+++ Passage +++

The budget was put up by Thorn EMI. When brought to Russell Mulcahy, the title was The Dark Knight. Filming took place in Scotland, England, Wales and New York City.

Director Russell Mulcahy filmed Highlander using music video techniques including fast cutting and pacy music.

In preparation, actor Christopher Lambert spent months working four hours each morning with a dialect coach and four hours in the afternoons sword training with former Olympic fencer Bob Anderson, who had been a Darth Vader stunt double in the Star Wars franchise.

On filming a scene underwater in a Scottish loch, Lambert said, "The first time it's a surprise. I thought the water would be cold, but not that cold. The second time you know it is going to be freezing. The third time you turn away and you say, 'That's the last take you're doing.'" Director of photography Arthur Smith actually filmed the scene in which fish fall out of MacLeod's kilt, but Lambert's kilt proved to be too short. Smith said, "I stuck part of a drain pipe above Chris's kilt out of camera range, and fed live trout down the tube."

+++ Data excerpts +++

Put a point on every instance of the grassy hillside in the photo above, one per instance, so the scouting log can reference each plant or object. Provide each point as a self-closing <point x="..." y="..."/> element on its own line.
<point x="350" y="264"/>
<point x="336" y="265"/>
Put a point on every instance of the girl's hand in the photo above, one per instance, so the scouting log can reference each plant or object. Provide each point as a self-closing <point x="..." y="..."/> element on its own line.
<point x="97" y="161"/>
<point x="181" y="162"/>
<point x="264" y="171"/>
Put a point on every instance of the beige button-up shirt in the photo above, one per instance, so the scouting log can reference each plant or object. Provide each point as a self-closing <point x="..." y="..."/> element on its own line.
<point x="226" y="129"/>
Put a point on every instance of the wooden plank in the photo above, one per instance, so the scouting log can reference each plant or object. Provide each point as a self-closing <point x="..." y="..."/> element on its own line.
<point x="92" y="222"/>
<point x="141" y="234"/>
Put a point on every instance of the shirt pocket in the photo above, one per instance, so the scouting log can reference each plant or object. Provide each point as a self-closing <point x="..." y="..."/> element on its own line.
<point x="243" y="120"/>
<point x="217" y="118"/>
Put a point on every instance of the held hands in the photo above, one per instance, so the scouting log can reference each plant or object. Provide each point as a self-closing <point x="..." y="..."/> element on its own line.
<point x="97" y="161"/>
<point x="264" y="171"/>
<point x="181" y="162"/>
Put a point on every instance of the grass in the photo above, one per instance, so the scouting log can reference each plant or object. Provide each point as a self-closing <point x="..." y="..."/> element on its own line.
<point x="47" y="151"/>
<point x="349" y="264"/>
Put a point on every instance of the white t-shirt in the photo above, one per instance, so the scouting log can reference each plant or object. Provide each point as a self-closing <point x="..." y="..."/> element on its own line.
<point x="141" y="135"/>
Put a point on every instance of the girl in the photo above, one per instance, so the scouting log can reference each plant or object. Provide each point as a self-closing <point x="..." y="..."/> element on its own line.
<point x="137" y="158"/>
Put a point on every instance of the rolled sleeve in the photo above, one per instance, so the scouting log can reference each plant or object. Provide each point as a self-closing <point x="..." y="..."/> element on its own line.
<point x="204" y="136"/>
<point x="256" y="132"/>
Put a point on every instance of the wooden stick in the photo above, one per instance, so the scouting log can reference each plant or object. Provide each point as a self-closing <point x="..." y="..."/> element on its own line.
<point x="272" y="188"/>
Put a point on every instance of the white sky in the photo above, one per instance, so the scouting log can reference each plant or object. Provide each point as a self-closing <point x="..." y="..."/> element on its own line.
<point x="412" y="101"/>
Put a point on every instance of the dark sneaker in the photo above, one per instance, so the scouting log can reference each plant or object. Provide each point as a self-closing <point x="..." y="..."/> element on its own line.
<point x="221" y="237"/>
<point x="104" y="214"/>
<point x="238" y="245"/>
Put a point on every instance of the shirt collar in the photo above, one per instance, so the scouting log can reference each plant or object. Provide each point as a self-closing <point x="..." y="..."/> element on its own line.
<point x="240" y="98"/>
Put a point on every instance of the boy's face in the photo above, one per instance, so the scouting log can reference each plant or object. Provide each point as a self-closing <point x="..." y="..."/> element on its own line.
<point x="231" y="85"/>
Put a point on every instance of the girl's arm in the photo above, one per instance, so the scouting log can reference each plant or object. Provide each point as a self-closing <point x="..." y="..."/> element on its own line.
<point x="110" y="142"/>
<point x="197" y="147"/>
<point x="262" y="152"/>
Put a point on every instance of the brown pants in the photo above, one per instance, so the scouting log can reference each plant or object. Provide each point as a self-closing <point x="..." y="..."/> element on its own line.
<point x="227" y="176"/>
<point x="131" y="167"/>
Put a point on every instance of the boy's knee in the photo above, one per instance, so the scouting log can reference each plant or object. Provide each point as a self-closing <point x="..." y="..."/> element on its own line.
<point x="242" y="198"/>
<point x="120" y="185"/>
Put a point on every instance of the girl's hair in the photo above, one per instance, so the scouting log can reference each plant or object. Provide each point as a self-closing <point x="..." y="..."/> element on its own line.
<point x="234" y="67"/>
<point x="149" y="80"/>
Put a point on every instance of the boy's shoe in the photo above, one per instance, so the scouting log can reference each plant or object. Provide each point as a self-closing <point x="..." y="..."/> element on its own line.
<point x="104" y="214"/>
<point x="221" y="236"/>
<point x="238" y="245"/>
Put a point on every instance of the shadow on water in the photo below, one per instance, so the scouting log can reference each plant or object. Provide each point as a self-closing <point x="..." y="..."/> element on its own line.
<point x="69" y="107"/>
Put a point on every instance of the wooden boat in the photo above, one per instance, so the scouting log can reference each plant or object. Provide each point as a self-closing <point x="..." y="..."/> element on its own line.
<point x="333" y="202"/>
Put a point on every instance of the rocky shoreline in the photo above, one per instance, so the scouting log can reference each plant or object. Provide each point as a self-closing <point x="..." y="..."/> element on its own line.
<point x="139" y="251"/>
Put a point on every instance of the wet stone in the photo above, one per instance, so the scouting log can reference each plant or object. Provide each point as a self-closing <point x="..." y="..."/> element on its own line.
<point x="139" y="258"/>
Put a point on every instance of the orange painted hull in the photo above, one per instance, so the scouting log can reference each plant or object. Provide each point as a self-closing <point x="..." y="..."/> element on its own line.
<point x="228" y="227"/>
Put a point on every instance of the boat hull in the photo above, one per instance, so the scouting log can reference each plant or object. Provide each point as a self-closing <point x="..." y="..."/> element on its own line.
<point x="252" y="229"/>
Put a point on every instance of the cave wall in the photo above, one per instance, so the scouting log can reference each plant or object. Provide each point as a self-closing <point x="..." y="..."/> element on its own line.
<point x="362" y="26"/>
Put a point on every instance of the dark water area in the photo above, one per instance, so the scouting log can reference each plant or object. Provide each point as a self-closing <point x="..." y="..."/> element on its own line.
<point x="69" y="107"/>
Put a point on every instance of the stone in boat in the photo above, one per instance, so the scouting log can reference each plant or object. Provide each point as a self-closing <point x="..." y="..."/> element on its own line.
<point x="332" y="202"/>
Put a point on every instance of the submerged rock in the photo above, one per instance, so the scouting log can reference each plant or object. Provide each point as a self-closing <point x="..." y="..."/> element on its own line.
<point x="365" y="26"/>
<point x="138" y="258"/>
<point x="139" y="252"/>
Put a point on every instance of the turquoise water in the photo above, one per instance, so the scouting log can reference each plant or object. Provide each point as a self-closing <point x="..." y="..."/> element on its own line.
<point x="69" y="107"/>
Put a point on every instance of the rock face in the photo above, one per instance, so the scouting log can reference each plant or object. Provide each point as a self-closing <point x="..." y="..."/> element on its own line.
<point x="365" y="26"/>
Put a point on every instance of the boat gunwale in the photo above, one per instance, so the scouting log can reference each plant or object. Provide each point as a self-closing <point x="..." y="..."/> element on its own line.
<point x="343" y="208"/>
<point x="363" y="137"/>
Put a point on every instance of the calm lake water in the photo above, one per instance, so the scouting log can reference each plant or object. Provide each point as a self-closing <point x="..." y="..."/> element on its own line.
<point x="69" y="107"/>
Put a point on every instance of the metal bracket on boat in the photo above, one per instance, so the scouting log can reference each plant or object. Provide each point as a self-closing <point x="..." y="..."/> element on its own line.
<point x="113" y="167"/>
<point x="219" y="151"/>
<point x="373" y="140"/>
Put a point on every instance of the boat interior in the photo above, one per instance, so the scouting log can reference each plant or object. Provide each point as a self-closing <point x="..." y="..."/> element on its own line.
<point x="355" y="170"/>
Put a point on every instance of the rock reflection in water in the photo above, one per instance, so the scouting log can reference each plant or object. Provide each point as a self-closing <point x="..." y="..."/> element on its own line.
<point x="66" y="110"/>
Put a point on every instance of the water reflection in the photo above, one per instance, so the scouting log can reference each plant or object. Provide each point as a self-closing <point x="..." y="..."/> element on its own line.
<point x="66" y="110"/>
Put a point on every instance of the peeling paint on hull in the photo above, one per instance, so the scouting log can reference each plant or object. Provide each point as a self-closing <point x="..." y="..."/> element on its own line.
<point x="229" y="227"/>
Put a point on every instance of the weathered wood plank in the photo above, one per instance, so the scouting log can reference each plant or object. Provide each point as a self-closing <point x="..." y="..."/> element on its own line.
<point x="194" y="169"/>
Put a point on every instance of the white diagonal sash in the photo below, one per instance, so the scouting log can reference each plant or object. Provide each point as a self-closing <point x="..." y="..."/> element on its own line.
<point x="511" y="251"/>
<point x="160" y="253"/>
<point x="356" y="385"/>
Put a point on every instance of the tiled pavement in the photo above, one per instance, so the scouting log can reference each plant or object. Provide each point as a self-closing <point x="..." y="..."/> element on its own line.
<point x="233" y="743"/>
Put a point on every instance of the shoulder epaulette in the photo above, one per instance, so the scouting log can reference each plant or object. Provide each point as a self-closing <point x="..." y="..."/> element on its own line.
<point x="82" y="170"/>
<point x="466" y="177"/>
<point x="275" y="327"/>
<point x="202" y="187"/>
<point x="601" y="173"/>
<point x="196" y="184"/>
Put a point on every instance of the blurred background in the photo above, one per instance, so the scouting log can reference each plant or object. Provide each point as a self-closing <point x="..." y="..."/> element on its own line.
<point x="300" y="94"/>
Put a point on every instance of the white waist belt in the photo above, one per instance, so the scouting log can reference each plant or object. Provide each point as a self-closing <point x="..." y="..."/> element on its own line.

+++

Assigned task. Please rewrite the Highlander text, everything from "The budget was" down to "New York City.", and change "New York City" to "Boston". Rely on the Highlander text alone.

Result for this exercise.
The budget was put up by Thorn EMI. When brought to Russell Mulcahy, the title was The Dark Knight. Filming took place in Scotland, England, Wales and Boston.